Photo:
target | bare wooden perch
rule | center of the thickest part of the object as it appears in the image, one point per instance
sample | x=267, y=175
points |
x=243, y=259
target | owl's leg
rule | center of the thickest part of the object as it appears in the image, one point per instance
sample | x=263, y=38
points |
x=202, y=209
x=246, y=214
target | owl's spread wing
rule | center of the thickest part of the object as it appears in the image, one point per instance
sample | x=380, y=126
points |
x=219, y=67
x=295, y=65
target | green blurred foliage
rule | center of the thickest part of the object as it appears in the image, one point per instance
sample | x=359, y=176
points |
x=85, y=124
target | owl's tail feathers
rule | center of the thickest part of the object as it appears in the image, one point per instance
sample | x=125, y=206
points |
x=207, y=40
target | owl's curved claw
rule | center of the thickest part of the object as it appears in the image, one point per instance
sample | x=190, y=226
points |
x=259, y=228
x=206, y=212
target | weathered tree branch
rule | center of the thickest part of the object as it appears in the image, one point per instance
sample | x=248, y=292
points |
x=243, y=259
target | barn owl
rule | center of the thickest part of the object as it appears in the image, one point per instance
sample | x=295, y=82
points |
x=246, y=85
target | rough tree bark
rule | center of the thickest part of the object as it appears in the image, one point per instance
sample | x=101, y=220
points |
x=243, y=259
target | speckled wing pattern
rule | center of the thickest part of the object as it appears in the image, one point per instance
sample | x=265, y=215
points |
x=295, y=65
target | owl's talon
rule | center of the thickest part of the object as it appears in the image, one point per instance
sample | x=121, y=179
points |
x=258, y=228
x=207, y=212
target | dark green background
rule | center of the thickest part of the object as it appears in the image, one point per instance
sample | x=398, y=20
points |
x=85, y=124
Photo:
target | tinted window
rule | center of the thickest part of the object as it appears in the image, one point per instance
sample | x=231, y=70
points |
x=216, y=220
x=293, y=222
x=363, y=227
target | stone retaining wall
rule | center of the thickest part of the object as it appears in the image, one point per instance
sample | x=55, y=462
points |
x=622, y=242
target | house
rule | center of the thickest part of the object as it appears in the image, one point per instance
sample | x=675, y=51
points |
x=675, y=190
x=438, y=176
++++++++++
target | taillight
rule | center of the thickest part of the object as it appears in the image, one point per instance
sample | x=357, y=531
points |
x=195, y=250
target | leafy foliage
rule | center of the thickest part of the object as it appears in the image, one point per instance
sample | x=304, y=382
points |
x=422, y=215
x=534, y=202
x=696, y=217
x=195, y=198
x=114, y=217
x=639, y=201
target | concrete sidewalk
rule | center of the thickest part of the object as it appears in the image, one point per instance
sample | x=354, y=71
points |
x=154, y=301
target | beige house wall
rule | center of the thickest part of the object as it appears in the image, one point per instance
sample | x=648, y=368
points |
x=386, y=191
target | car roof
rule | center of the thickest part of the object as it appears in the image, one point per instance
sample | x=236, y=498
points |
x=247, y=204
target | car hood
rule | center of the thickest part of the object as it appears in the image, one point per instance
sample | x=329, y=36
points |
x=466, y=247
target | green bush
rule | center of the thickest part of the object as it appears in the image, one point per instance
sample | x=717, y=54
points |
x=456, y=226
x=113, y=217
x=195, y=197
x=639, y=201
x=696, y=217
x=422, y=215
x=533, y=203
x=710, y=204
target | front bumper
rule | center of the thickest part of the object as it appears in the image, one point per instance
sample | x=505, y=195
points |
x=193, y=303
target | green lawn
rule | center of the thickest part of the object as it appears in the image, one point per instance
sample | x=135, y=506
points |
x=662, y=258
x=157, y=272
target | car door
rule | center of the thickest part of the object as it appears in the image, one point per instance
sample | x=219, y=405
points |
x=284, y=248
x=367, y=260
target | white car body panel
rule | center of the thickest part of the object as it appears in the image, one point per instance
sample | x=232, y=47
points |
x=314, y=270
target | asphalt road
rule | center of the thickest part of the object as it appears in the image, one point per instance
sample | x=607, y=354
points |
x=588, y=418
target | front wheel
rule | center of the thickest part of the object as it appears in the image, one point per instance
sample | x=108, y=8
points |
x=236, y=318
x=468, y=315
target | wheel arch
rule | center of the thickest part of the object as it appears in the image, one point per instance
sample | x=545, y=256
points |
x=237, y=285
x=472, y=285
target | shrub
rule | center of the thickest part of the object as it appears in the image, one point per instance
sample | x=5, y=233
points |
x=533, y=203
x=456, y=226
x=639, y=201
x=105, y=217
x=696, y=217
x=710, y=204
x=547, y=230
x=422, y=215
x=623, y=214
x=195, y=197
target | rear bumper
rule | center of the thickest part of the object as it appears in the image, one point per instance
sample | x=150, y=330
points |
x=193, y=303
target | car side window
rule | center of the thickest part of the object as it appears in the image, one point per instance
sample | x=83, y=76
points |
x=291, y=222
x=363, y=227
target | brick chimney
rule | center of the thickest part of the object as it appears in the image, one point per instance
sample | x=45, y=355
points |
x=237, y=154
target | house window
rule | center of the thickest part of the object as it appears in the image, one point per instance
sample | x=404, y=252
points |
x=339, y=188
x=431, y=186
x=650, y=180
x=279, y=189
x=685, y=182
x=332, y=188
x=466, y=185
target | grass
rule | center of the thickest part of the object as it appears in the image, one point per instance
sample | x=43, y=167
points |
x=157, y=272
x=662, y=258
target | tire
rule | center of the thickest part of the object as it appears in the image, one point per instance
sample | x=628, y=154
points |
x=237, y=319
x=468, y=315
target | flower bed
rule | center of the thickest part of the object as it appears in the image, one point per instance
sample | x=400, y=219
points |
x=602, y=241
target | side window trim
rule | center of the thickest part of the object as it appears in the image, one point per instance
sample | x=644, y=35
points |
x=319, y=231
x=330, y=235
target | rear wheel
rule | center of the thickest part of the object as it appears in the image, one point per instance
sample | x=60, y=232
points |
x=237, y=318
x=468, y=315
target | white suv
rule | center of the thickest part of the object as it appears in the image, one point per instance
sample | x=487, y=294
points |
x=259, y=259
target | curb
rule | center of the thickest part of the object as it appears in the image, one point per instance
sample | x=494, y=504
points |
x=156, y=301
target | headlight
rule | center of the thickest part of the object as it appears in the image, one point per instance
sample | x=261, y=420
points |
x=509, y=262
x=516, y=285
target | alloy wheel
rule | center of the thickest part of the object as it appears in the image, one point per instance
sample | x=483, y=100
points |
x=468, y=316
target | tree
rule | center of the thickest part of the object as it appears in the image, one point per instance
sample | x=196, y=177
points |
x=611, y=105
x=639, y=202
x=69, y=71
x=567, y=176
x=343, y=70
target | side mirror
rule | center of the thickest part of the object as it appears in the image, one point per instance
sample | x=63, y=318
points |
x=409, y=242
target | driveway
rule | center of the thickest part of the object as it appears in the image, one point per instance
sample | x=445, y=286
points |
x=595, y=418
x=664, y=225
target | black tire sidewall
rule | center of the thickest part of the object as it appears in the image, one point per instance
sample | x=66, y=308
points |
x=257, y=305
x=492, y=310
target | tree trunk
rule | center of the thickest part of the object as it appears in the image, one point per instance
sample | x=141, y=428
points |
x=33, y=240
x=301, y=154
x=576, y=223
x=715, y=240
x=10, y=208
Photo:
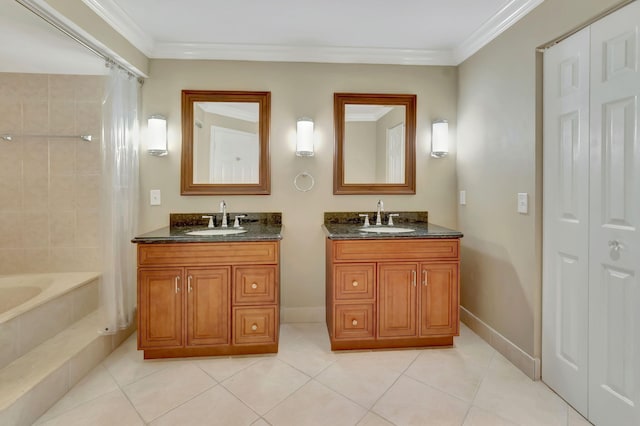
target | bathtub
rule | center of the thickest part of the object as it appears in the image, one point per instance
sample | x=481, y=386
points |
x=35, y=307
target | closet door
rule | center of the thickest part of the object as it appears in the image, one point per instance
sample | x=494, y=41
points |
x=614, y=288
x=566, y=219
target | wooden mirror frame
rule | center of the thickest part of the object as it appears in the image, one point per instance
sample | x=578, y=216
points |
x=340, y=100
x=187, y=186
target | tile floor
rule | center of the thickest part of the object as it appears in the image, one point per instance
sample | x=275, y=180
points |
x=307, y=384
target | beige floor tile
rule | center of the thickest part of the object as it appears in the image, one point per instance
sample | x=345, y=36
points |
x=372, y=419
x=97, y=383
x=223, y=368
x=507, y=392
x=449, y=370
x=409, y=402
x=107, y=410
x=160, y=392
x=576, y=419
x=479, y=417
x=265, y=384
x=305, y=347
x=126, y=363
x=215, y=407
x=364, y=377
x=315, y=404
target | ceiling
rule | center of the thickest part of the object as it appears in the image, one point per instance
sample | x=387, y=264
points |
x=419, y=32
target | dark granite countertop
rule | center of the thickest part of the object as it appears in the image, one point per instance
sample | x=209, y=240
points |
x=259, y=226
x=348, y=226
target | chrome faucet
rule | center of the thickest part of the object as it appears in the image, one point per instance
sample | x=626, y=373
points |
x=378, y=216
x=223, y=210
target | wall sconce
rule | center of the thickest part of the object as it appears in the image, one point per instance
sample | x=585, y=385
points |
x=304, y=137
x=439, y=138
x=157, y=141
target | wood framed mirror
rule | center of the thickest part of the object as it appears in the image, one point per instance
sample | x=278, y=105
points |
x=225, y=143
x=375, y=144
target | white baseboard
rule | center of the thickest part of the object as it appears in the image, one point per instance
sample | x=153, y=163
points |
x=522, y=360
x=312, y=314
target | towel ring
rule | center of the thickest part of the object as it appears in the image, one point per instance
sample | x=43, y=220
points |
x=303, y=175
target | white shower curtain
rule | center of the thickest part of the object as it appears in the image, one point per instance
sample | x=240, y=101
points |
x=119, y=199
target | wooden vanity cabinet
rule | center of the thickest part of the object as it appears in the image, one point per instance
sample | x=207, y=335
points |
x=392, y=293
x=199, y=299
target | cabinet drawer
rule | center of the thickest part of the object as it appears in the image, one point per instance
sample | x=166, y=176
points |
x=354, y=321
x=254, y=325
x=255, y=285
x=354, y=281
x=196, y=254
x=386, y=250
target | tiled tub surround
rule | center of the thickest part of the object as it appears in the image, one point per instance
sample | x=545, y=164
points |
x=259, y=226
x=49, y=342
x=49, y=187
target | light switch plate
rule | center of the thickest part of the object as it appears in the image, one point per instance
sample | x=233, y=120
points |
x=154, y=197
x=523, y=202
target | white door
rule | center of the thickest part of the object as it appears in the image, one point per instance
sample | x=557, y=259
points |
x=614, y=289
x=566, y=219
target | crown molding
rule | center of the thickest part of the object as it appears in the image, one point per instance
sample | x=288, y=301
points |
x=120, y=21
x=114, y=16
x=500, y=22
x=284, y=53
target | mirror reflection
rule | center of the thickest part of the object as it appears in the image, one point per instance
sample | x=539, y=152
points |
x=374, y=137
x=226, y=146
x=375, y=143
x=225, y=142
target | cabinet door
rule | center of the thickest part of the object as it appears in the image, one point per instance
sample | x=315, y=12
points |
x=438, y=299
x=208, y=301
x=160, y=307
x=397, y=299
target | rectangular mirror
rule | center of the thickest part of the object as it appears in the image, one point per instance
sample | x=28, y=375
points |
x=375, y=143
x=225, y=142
++++++++++
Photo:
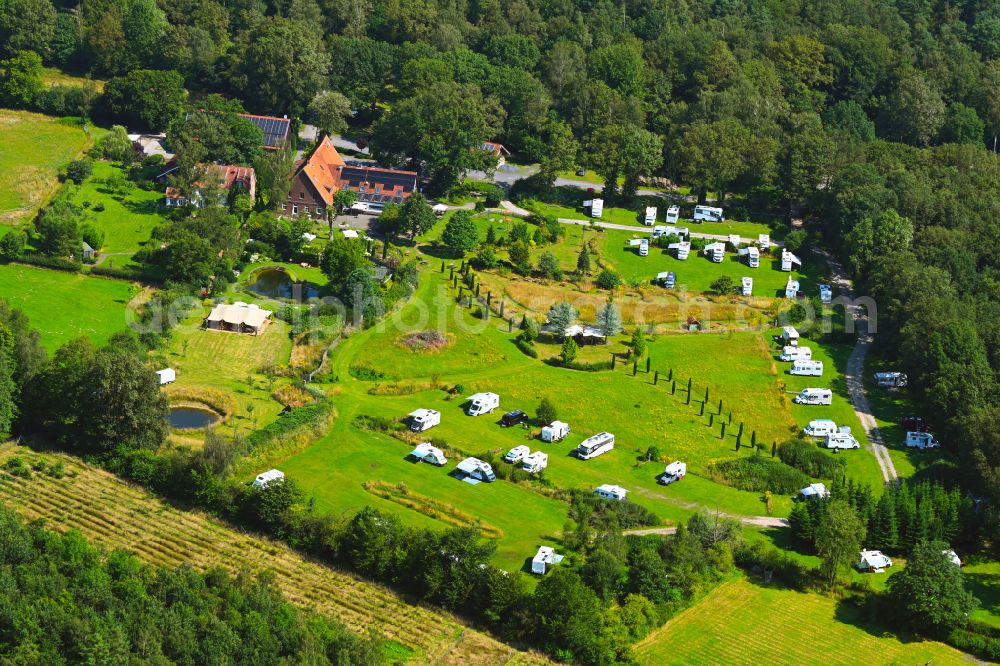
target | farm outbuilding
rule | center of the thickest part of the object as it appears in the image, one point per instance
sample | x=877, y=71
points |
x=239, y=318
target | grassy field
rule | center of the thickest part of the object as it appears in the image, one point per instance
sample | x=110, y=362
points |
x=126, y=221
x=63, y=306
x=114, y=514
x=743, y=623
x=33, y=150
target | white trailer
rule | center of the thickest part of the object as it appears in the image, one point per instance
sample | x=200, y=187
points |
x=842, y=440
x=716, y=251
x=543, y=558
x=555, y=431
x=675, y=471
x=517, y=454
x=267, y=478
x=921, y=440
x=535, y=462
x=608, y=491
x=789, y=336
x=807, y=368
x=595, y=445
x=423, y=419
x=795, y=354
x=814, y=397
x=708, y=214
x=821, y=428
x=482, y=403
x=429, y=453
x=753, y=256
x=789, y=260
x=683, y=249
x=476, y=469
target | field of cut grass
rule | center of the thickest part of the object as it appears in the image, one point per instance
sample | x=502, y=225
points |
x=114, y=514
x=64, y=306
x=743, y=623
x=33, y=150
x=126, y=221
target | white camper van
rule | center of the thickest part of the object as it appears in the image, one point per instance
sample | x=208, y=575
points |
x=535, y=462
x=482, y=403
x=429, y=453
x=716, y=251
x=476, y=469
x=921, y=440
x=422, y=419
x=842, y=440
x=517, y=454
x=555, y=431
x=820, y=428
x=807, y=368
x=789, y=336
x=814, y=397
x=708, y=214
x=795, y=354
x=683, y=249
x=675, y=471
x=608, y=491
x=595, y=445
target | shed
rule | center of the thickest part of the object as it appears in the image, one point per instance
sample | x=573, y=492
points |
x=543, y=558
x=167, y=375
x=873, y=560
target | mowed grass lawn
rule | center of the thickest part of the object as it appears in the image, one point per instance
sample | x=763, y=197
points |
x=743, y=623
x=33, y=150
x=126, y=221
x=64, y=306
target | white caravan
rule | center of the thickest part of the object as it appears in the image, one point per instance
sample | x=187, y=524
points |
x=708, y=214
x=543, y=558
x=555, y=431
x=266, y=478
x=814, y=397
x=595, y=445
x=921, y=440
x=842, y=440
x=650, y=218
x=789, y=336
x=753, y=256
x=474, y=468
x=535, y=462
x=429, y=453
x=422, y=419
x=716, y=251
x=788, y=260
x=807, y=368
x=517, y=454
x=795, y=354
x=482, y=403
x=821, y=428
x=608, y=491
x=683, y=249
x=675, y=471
++++++++++
Task details: Wherever a line of the data above contains "tire", copy that line.

Solved problem:
target | tire
target | black tire sidewall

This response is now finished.